This should be a movie.


Thanks Kim, i could tell similar stories from my childhood, i had many bloody noses

Sorry Bruce, i see that you don’t see Gods character as i do, since God is love, he will not force people to be nice, He let’s us make our own decisions

You don’t know me at all and haven’t asked one question about how I see god so I agree, you are sorry.

Further, if you think the OT god cares about whether or not people are nice you’ve been reading a different Bible than me.

Even your NT, which you claim tells you what god wants from us, says Jesus didn’t come to bring peace into the world, right?

Sounds like a not-nice bully to me.

And please don’t get me started on how judgmental, intimidating, scary and unkind much of EGW writings are…


i was just saying that i felt bad that you or others, see the God of the bible in such a negative way, I see God lovingly just trying to work around our decisions without taking away our freedom to choose.

I’m convinced our creator loves his creation, his creatures and me but this is in spite of what I learned in church school or read in the Bible, and is only possible because I ignore much of what people tell me is “supernatural”, “divine” or “holy”.

Further, I find it sad to the point of being comical that so many people think that the best way to understand our maker is to read a 2,000 year old book rather than going for a walk and experiencing him, her, or it, in its most intimate and immediate form.

If that makes me a pantheist I’m okay with that as I defy you to name one pantheist who advocates the terrorism, rape, slavery, genocide, genital mutilation, etc., as required by the god of the Bible.

┄┄┄┄┄┄┄┄┄┄

=== Tasks for this exercise ===
• a. Translate this sentence from the comment thread into Spanish: "Further, if you think the OT god cares about whether or not people are nice you’ve been reading a different Bible than me."
• b. Reproduce word for word the stretch of the comment thread running from "Even your NT, which" up to and including "bully to me.".
Use only the comment thread above when you respond.

┄┄┄┄┄┄┄┄┄┄

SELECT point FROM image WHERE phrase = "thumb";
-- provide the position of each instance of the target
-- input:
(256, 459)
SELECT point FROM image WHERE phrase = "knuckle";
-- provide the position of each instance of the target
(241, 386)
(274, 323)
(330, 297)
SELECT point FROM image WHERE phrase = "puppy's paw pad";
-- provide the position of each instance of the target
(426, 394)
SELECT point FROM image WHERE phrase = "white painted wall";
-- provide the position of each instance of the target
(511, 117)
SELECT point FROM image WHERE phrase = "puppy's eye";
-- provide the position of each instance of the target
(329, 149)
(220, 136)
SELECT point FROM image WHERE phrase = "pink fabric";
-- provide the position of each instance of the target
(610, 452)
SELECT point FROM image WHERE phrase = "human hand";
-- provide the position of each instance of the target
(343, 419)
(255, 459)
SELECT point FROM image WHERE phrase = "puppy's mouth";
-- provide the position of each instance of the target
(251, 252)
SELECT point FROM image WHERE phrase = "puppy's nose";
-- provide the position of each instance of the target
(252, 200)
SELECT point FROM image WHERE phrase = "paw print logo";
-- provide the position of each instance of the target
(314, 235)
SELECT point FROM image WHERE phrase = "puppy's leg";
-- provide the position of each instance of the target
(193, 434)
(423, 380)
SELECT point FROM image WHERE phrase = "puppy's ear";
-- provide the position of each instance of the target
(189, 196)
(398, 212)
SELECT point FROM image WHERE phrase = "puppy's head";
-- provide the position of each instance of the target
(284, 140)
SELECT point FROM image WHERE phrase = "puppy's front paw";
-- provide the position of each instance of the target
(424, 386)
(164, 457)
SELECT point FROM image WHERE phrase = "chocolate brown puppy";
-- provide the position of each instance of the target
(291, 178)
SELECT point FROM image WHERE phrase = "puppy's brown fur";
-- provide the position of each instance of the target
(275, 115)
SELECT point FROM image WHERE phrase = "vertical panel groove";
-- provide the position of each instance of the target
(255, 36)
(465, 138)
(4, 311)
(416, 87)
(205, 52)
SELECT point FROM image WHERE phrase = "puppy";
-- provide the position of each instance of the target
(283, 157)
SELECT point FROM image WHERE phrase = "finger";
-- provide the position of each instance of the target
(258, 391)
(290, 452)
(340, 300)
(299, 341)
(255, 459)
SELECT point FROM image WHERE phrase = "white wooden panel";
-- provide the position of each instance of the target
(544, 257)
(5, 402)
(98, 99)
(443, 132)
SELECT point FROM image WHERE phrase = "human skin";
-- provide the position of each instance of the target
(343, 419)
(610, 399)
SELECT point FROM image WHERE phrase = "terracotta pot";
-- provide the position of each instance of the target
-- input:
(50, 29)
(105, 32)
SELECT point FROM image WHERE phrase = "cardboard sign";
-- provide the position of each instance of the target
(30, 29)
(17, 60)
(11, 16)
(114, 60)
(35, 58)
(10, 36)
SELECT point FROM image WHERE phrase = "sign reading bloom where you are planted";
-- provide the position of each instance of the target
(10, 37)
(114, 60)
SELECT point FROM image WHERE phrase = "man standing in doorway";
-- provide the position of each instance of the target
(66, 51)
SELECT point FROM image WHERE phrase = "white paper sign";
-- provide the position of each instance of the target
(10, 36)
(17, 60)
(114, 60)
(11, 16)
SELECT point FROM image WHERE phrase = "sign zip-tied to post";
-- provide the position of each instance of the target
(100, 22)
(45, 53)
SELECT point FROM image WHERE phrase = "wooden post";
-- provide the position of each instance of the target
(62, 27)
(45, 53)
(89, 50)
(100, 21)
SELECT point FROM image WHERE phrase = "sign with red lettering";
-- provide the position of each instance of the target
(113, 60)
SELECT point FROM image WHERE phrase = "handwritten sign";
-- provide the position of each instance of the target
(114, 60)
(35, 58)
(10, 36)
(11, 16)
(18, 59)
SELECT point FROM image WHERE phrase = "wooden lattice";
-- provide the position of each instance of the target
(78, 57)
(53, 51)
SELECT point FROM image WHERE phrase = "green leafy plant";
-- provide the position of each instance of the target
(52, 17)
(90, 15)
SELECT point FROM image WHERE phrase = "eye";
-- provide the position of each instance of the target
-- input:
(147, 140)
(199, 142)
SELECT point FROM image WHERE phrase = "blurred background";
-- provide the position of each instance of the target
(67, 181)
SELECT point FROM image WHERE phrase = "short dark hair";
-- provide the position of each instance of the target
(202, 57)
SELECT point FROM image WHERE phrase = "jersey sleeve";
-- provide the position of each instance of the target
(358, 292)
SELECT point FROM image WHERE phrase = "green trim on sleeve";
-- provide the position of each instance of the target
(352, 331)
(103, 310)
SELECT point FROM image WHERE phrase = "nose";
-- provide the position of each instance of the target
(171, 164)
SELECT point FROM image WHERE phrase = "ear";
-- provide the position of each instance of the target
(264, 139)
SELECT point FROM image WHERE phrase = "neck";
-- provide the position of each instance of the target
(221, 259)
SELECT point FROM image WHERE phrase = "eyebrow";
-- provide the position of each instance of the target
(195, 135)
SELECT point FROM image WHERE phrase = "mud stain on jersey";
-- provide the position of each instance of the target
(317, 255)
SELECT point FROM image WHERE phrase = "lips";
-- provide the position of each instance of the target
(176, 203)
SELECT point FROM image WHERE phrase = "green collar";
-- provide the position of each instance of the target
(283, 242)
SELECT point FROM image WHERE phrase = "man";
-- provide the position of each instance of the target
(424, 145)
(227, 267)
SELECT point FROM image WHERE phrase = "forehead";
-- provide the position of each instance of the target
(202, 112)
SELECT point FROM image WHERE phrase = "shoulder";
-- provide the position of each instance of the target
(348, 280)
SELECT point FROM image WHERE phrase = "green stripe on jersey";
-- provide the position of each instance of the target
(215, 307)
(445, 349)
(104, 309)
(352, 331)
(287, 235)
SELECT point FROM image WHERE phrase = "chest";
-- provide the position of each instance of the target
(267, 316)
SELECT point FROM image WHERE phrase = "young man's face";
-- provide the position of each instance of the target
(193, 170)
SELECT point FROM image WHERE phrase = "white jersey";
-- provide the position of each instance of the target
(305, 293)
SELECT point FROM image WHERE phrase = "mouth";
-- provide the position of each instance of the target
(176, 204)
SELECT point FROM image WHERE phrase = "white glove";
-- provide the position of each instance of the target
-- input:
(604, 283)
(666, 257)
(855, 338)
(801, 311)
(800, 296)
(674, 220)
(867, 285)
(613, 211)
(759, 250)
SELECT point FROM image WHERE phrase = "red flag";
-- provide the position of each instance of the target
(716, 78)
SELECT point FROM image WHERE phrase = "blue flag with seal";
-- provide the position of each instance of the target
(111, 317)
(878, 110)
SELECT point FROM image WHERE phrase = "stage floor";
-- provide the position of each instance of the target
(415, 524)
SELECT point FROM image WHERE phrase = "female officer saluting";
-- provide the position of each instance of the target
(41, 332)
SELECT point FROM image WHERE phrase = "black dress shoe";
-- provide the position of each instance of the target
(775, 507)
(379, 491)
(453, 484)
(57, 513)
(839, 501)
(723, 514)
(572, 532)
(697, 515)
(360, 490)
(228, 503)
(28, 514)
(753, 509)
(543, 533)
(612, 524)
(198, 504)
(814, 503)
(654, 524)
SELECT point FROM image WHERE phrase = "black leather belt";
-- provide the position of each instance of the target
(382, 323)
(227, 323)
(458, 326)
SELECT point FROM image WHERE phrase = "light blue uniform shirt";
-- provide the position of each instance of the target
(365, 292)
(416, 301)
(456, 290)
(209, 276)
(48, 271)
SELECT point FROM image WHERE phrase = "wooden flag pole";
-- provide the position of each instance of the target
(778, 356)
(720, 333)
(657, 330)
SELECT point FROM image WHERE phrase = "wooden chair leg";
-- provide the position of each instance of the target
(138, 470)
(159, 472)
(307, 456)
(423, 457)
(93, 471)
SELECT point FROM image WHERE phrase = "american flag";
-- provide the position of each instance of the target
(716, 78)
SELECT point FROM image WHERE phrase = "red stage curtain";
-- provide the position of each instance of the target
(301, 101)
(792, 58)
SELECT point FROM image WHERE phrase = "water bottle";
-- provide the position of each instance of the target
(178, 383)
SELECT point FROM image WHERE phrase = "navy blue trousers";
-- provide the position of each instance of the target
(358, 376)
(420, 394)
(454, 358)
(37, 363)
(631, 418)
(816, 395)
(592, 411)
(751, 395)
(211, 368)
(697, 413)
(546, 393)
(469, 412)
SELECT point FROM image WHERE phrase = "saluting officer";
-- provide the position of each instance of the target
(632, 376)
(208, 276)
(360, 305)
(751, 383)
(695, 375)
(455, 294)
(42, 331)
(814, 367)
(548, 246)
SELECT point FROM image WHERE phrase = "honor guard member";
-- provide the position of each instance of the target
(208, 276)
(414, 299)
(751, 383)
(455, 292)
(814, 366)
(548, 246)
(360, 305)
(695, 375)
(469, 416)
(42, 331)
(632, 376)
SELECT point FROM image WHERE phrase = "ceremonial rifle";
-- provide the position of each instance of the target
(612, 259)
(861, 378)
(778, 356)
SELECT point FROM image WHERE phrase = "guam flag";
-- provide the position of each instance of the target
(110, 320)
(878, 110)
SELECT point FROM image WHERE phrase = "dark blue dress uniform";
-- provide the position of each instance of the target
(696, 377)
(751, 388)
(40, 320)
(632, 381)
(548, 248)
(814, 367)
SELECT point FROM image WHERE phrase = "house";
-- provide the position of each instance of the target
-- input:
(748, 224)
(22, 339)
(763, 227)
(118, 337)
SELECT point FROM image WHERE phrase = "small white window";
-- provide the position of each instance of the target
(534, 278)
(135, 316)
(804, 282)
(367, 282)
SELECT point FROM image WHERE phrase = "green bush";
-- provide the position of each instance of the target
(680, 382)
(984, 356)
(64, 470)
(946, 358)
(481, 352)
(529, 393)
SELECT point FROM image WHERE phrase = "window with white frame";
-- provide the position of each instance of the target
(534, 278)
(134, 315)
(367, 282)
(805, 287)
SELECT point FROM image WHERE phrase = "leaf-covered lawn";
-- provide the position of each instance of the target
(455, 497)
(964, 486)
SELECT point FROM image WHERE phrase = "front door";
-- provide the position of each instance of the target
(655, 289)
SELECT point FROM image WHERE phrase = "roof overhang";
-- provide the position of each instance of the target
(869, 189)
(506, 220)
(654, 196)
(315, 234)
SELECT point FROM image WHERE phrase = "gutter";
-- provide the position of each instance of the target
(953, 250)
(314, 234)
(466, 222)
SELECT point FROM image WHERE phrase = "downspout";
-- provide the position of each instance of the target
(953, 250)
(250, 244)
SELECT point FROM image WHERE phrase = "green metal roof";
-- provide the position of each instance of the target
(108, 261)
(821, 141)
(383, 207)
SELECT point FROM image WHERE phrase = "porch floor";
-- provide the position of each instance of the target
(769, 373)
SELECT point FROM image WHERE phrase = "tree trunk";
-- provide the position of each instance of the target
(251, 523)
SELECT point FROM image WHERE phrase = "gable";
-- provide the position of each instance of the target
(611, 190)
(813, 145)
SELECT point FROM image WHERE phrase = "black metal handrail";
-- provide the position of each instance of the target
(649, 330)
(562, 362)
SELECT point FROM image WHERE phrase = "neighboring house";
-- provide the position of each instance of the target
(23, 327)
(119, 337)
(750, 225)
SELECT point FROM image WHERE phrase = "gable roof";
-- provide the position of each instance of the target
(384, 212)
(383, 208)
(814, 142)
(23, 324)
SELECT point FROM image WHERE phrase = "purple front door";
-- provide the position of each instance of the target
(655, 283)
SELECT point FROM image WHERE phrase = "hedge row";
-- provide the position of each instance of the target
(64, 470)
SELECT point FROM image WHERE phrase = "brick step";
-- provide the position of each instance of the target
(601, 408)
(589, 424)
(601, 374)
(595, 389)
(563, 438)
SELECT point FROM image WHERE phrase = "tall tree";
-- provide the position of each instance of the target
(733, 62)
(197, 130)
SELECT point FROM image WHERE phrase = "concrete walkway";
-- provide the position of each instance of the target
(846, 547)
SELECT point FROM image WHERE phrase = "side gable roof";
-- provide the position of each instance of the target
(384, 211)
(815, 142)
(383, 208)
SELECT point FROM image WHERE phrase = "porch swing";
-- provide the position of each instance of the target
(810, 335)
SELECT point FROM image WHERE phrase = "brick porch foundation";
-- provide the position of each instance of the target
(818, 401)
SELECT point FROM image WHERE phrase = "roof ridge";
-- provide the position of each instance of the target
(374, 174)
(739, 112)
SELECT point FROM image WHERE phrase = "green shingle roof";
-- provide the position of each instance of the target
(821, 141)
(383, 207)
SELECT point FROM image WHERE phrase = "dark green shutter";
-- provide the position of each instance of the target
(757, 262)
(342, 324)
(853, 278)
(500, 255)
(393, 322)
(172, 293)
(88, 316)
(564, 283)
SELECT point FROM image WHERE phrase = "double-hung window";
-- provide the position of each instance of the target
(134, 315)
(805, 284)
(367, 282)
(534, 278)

┄┄┄┄┄┄┄┄┄┄

=== Solutions per task ===
• a. Además, si crees que al dios del AT le importa si la gente es amable o no, has estado leyendo una Biblia diferente a la mía.

• b.
Even your NT, which you claim tells you what god wants from us, says Jesus didn’t come to bring peace into the world, right?

Sounds like a not-nice bully to me.